▸ 読解用抜粋
5日、アメリカのAmazonは、ロボット掃除機「ルンバ」などで有名なiRobotを買収すると発表した。買収額は負債を含めて約17億ドル、日本円で約2300億円にものぼる。
今回の買収について、Amazonは「iRobotとともに顧客の生活をより快適に、そしてより楽しくする方法で発明していくことに興奮している」と声明。目指しているのは、家電事業の強化だ。AlexaやEchoなどと組み合わせ、もっと快適な暮らしがやってくる可能性も。
一方、ネット上では「ルンバで家庭内の情報取り放題になる」「個人情報が大手企業に把握される時代になってきたかも」と、データの取り扱いを不安視する声があがる。はたして、iRobotの買収でAmazonが見据える未来とは。

▸ データセット
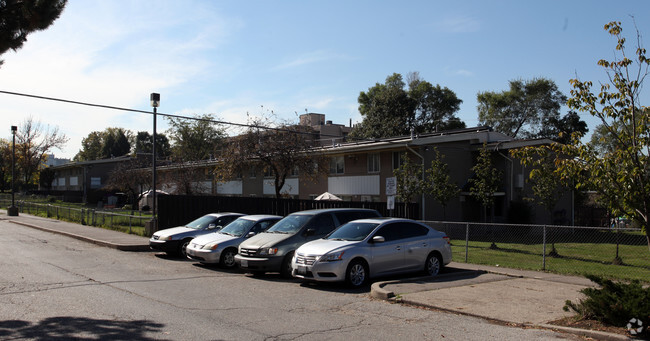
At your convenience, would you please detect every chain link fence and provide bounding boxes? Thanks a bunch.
[424,221,650,282]
[0,199,151,236]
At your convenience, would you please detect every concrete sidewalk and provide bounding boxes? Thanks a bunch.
[371,262,630,340]
[0,210,629,340]
[0,210,151,251]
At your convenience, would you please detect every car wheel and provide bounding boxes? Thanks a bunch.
[280,252,293,278]
[345,259,368,288]
[424,253,442,276]
[178,239,191,258]
[219,249,237,269]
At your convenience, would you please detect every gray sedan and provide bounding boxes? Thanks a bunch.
[187,215,282,268]
[291,218,451,287]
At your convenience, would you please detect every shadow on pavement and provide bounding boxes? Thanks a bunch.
[0,316,164,340]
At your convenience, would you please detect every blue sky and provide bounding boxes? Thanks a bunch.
[0,0,650,158]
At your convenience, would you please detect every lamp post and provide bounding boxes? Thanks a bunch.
[150,93,160,234]
[7,126,18,217]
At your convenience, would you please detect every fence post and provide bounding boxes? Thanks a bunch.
[465,223,469,263]
[542,225,546,271]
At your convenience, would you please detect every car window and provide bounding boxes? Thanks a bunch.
[325,222,377,241]
[334,211,379,224]
[373,223,404,242]
[307,213,335,236]
[251,220,276,234]
[400,222,429,238]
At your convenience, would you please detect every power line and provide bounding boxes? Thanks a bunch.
[0,90,354,141]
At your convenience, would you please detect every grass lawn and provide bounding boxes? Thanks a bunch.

▸ 作成する内容
iRobot買収の記事から、「5日、アメリカのAmazon」から「暮らしがやってくる可能性も。」に至るまでのすべてを一字一句違えずに書き写してください。

▸ 記述解答
5日、アメリカのAmazonは、ロボット掃除機「ルンバ」などで有名なiRobotを買収すると発表した。買収額は負債を含めて約17億ドル、日本円で約2300億円にものぼる。
今回の買収について、Amazonは「iRobotとともに顧客の生活をより快適に、そしてより楽しくする方法で発明していくことに興奮している」と声明。目指しているのは、家電事業の強化だ。AlexaやEchoなどと組み合わせ、もっと快適な暮らしがやってくる可能性も。